## INSTRUCTIONS FOR THE TASK:
Whichever lines include the word "outline", copy them as they appear in the data.

Segmentation mask data
+ + +

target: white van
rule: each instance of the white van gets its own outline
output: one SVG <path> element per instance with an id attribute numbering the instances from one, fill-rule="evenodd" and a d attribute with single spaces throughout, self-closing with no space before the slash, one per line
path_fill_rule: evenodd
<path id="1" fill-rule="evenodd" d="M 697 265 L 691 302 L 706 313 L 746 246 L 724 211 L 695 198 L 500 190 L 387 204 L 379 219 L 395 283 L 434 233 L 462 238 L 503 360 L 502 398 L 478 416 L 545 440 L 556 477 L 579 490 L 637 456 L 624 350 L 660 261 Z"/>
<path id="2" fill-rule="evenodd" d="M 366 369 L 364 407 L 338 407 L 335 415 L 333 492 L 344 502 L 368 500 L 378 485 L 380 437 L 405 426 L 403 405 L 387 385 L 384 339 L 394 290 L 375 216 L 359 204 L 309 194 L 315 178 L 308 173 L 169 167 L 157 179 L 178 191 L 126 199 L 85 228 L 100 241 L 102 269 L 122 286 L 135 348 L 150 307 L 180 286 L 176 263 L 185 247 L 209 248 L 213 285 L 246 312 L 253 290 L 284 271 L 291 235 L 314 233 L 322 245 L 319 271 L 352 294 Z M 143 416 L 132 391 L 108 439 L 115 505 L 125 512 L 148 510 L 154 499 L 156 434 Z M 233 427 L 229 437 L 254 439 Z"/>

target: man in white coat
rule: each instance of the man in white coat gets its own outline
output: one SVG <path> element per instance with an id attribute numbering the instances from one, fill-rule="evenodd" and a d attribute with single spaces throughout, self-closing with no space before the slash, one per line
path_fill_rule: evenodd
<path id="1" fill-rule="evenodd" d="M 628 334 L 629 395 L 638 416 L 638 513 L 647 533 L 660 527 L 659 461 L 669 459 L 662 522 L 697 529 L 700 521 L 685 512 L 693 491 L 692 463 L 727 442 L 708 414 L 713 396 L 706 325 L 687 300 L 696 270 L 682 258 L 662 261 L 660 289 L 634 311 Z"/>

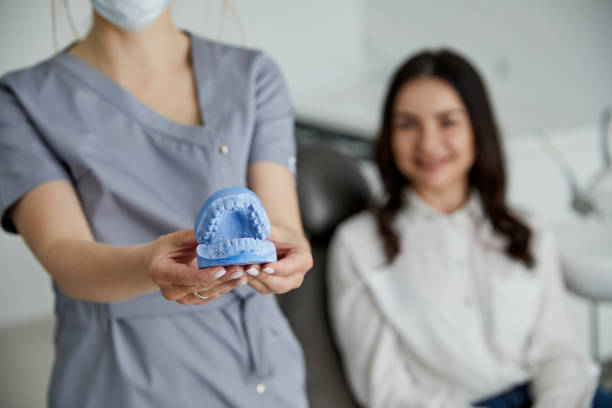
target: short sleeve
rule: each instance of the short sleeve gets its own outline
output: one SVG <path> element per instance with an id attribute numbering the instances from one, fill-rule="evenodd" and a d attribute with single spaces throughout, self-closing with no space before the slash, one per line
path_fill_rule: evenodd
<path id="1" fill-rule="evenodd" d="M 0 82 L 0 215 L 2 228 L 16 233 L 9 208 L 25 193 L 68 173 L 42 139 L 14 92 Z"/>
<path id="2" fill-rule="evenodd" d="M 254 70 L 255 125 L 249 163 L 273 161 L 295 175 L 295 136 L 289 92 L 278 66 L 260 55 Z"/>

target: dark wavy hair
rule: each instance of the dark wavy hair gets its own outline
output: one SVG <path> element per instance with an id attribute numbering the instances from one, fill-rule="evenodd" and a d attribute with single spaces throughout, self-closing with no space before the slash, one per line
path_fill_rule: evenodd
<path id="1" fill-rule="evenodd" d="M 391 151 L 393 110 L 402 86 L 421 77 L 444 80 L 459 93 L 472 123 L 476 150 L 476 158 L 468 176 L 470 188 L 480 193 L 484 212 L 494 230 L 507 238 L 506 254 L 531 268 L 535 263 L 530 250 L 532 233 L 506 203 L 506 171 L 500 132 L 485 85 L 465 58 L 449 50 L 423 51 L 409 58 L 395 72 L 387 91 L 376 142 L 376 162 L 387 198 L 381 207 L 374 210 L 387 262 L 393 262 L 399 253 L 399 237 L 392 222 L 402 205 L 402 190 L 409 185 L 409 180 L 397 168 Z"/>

+ + +

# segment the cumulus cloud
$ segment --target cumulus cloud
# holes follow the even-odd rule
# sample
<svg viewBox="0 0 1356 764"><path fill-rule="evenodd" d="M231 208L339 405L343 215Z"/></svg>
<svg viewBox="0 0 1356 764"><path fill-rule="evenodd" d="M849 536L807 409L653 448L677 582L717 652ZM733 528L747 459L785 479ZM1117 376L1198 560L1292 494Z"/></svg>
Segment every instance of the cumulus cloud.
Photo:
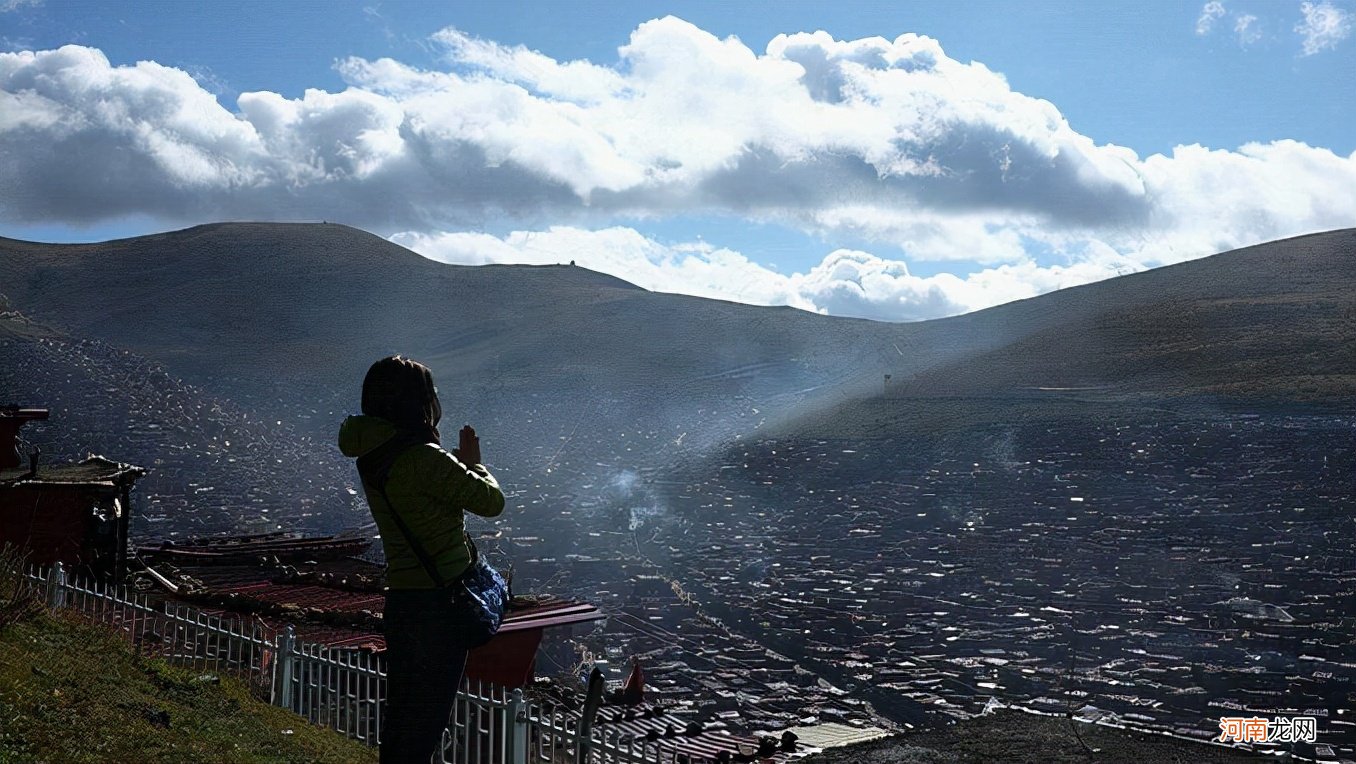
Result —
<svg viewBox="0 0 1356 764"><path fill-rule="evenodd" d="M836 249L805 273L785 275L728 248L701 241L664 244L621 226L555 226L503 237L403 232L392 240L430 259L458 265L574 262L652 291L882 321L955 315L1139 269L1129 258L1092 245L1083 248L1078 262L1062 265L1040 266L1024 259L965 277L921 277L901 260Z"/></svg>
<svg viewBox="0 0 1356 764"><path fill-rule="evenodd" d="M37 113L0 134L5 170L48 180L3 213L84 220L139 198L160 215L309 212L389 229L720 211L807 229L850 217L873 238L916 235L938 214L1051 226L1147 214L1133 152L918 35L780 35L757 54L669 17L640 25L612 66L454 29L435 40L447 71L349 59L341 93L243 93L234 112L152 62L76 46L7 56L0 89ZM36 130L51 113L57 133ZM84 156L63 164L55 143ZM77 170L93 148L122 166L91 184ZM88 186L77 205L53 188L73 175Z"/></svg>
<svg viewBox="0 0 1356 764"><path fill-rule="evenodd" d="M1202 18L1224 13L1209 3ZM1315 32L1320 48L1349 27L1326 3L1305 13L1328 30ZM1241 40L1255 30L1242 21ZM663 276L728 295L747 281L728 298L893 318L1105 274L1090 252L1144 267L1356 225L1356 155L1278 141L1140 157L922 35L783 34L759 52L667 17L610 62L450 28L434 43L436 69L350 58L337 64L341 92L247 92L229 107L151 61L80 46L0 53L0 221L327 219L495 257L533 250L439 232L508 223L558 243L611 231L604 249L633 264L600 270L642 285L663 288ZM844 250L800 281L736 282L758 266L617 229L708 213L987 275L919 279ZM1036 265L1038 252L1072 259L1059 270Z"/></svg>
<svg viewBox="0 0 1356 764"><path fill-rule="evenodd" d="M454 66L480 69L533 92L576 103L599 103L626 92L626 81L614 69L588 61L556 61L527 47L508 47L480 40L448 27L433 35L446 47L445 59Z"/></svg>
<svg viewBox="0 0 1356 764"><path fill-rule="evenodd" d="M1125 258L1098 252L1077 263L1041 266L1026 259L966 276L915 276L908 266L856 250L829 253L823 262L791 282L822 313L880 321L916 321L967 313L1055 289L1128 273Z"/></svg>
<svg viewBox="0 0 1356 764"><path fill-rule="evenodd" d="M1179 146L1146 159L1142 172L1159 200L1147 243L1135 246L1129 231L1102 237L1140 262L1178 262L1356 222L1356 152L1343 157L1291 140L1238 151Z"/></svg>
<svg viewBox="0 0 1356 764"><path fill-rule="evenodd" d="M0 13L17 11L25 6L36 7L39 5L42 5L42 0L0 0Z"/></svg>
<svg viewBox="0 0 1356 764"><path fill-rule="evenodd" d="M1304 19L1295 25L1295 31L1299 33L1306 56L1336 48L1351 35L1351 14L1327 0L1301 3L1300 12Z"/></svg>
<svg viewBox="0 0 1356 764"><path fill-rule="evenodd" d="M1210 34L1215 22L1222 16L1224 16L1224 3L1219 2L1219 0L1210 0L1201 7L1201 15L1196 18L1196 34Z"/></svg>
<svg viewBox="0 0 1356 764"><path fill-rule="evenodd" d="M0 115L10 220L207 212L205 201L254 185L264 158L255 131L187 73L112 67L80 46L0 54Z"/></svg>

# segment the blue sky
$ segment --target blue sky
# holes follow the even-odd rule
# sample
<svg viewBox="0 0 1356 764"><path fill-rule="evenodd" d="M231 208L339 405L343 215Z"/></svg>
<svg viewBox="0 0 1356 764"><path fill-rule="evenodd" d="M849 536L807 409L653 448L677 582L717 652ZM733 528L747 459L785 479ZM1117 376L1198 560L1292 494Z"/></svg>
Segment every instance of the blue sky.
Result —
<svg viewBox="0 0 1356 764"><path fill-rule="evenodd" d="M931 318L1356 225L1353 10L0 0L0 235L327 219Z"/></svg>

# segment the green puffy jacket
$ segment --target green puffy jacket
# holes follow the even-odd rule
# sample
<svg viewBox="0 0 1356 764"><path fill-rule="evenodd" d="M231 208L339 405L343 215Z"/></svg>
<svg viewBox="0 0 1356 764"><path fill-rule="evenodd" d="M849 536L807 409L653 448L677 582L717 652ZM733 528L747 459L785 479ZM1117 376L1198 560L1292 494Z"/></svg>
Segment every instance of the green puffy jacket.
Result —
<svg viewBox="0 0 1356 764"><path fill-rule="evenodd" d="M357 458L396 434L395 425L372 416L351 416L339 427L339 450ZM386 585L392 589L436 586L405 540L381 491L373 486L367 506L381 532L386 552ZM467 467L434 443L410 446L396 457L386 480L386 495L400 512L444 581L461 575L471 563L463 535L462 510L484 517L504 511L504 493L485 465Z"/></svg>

+ + +

## EXERCISE RESULT:
rule: each instance of the white van gets its own outline
rule: each instance of the man in white coat gets its own outline
rule: each instance of the short sleeve gets its own outline
rule: each instance of the dark wavy hair gets its own outline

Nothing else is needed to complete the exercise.